### 本文 ###

小惑星「テロス」が日本に衝突することが発表され、世界は大混乱に陥った。そんなパニックをよそに、小春は淡々とひとり太宰府で自動車の教習を受け続けている。小さな夢を叶えるために。年末、ある教習車のトランクを開けると、滅多刺しにされた女性の死体を発見する。教官で元刑事のイサガワとともに、地球最後の謎解きを始める――。(紹介文引用)
 
最年少の江戸川乱歩賞ということで。ランキング系にも入っていたのと、乱歩賞ぽくない本格ミステリー風タイトルに惹かれたので読んでみた・・・が、良くも悪くも乱歩賞だった。あと二ヶ月で小惑星が九州に衝突し、世界は滅亡する。多くの国民が海外へ逃亡する中、終末を福岡で過ごすことを覚悟した人々。語り手のハルと元刑事で自動車教習所教官のイサガワのコンビが、あと二ヶ月で地球が滅亡するという状況下で発生した連続殺人事件を追う。
 
控えめに言ってあまり好みの作品ではなかった。歪んだ正義感を持つイサガワさんも、この状況で妙に淡々としたハルも好感度が低かったし、対してキャラクターのキツい他の仲間(車椅子の殺人犯暁人と弟の光、女子中学生七菜子)はマンガみたいでお寒い感じだったし。。描き分けの技術はすごいと思うんだけど。説明ではなく発言でその人の性格を現す能力は高いし、どのキャラの名前をカタカナ表記にするか、もミステリーの手法を分かってるなあと思う。
 
う~ん、でも設定がスティーヴン・キングをぬるくしたような、伊坂幸太郎からユーモアと風刺を抜いたような、、って感じしか持てなくて、何度挑戦しても眠くなって眠くなって、、。ミステリーとして期待していた部分が至って普通だったのと、謎解きよりも人間ドラマのほうに重きを置いている感が好みに合わなかった。ラストシーンの静謐さはいい味わいがあったけどね。

###

■ 指示内容 A ■
書評の後に並ぶ行のうち、「target | dirt strip」を含む行から最後の行までを、一字一句変えずに複製してください。
この書評と、その後に続く行との間には何の関連もありません。

### 課題用データ ###

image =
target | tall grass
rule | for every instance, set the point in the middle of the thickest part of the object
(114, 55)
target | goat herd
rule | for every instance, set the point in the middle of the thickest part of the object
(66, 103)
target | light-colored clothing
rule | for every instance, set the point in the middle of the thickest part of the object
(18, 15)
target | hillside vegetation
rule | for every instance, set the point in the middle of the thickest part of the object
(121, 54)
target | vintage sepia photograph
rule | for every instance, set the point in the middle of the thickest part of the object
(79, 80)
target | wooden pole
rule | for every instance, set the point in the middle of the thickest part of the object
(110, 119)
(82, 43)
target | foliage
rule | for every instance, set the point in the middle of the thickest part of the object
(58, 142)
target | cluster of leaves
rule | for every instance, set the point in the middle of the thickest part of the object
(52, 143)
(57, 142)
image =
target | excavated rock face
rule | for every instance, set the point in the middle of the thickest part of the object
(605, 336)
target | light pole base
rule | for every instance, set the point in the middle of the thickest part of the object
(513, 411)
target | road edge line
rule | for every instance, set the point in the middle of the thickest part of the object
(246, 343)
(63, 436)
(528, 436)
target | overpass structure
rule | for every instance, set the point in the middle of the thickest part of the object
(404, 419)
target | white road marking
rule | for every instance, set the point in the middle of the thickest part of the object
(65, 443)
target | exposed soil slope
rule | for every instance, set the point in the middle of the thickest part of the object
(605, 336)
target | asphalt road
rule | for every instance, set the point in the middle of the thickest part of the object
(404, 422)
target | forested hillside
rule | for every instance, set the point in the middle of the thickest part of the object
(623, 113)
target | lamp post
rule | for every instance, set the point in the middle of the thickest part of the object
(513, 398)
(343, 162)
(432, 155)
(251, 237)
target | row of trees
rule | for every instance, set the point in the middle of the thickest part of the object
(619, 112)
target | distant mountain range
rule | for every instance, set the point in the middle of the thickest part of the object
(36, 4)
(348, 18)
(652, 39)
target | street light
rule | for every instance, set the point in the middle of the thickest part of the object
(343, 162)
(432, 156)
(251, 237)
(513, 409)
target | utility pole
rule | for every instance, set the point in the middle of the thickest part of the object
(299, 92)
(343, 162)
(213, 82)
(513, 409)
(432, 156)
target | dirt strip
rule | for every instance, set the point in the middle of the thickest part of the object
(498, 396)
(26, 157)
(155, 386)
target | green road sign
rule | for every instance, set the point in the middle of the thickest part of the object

###

■ 指示内容 B ■
書評の「控えめに言ってあまり好みの作」から「手法を分かってるなあと思う。」までを、一字一句違えずに書き写してください。

■ 回答全文 A ■
target | dirt strip
rule | for every instance, set the point in the middle of the thickest part of the object
(498, 396)
(26, 157)
(155, 386)
target | green road sign
rule | for every instance, set the point in the middle of the thickest part of the object

■ 回答全文 B ■
控えめに言ってあまり好みの作品ではなかった。歪んだ正義感を持つイサガワさんも、この状況で妙に淡々としたハルも好感度が低かったし、対してキャラクターのキツい他の仲間(車椅子の殺人犯暁人と弟の光、女子中学生七菜子)はマンガみたいでお寒い感じだったし。。描き分けの技術はすごいと思うんだけど。説明ではなく発言でその人の性格を現す能力は高いし、どのキャラの名前をカタカナ表記にするか、もミステリーの手法を分かってるなあと思う。